## [DATA FOR THIS TASK]
---*---
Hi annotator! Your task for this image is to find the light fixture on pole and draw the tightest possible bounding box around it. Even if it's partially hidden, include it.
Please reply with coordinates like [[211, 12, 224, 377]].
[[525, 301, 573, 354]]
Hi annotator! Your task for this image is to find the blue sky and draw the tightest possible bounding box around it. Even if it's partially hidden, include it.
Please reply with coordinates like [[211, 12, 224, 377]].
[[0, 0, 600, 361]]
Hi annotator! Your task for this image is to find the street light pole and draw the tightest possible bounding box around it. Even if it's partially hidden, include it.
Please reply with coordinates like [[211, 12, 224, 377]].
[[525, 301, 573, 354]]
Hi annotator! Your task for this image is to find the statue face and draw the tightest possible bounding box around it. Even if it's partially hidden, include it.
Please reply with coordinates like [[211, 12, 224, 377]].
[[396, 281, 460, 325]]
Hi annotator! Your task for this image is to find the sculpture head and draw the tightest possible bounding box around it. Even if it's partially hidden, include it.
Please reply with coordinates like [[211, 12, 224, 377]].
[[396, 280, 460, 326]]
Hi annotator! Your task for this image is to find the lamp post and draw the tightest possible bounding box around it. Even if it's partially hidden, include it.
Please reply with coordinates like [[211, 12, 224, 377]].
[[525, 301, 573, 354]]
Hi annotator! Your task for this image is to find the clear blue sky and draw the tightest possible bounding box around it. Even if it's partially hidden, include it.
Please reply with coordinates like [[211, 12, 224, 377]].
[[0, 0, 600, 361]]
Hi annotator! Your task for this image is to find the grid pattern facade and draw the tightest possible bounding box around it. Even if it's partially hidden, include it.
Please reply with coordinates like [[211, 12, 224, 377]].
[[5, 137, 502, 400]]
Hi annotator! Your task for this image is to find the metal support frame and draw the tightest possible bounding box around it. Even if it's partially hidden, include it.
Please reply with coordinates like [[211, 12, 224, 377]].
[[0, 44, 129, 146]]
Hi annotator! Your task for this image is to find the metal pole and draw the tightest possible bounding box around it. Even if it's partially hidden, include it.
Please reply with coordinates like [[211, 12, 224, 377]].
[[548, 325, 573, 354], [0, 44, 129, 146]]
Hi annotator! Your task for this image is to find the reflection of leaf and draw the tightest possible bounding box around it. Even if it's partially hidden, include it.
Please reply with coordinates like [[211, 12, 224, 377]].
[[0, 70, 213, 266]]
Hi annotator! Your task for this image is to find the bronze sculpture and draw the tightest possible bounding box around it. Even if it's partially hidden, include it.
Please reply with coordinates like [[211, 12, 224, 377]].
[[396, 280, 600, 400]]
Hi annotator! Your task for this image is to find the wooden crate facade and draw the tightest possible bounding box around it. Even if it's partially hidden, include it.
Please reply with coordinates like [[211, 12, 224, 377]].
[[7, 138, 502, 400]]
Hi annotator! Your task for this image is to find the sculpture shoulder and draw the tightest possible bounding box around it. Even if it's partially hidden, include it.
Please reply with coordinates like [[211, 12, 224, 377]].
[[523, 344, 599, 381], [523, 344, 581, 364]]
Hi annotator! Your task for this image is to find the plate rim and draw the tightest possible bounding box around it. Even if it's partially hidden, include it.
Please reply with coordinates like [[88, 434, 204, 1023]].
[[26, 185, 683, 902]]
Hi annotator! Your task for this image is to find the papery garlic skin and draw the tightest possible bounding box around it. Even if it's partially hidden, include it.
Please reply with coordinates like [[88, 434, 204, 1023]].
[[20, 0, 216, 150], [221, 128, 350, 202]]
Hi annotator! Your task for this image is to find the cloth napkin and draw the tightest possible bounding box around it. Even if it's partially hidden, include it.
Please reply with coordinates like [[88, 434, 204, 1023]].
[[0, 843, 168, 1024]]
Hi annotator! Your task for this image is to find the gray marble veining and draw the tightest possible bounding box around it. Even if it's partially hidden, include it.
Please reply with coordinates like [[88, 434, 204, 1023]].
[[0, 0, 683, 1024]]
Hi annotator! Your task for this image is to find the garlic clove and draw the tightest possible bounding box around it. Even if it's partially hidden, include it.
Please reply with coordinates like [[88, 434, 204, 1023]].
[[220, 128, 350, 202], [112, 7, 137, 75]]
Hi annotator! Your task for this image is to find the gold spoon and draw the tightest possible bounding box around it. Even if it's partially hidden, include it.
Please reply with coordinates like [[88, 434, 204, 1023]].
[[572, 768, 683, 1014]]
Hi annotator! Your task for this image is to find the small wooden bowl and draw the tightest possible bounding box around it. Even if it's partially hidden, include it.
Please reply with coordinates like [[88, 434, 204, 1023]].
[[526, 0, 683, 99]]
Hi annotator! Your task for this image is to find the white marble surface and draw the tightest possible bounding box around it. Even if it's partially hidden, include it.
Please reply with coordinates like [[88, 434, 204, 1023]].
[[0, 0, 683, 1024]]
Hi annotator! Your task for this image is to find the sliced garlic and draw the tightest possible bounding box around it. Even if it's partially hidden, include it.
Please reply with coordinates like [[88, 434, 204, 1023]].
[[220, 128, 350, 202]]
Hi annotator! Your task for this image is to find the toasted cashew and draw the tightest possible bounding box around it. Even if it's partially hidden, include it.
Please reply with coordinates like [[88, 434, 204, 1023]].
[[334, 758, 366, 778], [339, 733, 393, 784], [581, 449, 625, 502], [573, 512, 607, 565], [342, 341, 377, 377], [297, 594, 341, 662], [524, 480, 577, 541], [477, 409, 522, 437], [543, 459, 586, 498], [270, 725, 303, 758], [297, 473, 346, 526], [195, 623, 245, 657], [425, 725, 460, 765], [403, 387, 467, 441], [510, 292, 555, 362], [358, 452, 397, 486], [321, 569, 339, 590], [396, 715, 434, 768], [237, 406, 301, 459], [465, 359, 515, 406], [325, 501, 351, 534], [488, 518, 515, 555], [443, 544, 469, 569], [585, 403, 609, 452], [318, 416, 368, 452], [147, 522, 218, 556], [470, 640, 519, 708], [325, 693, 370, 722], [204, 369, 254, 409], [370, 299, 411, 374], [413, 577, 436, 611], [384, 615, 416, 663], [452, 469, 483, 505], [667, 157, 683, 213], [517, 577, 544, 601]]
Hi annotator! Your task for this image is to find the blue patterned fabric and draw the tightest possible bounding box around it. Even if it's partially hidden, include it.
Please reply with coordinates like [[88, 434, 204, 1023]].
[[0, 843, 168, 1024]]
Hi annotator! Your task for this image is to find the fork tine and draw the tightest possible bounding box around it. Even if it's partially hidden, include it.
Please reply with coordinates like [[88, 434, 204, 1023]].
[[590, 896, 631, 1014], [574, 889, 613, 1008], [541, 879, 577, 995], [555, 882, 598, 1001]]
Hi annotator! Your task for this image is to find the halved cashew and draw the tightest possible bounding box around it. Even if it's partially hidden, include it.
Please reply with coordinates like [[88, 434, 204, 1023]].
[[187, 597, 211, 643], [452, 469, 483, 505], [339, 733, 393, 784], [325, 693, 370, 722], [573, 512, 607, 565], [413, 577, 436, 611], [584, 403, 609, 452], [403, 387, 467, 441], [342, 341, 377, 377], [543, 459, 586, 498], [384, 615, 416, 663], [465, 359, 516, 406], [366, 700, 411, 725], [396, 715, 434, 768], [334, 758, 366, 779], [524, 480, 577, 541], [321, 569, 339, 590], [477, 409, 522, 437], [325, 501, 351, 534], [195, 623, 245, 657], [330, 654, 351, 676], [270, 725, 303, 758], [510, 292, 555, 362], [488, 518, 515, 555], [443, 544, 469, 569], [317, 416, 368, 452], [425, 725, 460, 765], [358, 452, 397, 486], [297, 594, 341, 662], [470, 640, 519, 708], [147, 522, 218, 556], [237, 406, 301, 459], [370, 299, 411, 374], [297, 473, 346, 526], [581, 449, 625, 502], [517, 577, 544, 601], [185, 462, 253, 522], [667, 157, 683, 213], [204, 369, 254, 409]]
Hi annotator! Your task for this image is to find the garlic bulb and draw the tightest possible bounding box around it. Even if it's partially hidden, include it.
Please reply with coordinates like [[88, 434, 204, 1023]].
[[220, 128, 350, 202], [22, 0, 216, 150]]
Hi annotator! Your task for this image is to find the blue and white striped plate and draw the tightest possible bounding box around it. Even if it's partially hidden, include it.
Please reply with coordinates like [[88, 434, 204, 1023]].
---*---
Rewrite the listing from the line containing "find the halved" down to the line containing "369, 254, 409]]", replacing "cashew" with "almond" and leaving everything else as it is.

## [THE RESPONSE]
Hi annotator! Your task for this image is to find the halved almond and draw the tightest possible bounding box around it. Even if it's partially hidden, include it.
Please reply with coordinates like [[88, 434, 204, 1023]].
[[187, 597, 211, 643], [452, 469, 483, 505], [339, 733, 393, 784], [325, 693, 370, 722], [573, 512, 607, 565], [413, 577, 436, 611], [584, 403, 609, 452], [403, 387, 467, 441], [342, 341, 377, 377], [543, 459, 586, 498], [384, 615, 416, 663], [465, 359, 516, 406], [366, 700, 411, 725], [396, 715, 434, 768], [334, 758, 366, 779], [524, 480, 577, 541], [321, 569, 339, 590], [477, 409, 522, 437], [325, 501, 351, 534], [195, 623, 245, 657], [330, 654, 351, 676], [270, 725, 303, 758], [510, 292, 555, 362], [488, 518, 515, 555], [443, 544, 469, 569], [317, 416, 368, 452], [425, 725, 460, 765], [358, 452, 397, 486], [297, 594, 341, 662], [470, 640, 519, 708], [147, 522, 218, 556], [237, 406, 301, 459], [370, 299, 411, 374], [297, 473, 346, 526], [581, 449, 625, 502], [517, 577, 544, 601], [185, 462, 253, 522], [667, 157, 683, 213], [204, 369, 254, 409]]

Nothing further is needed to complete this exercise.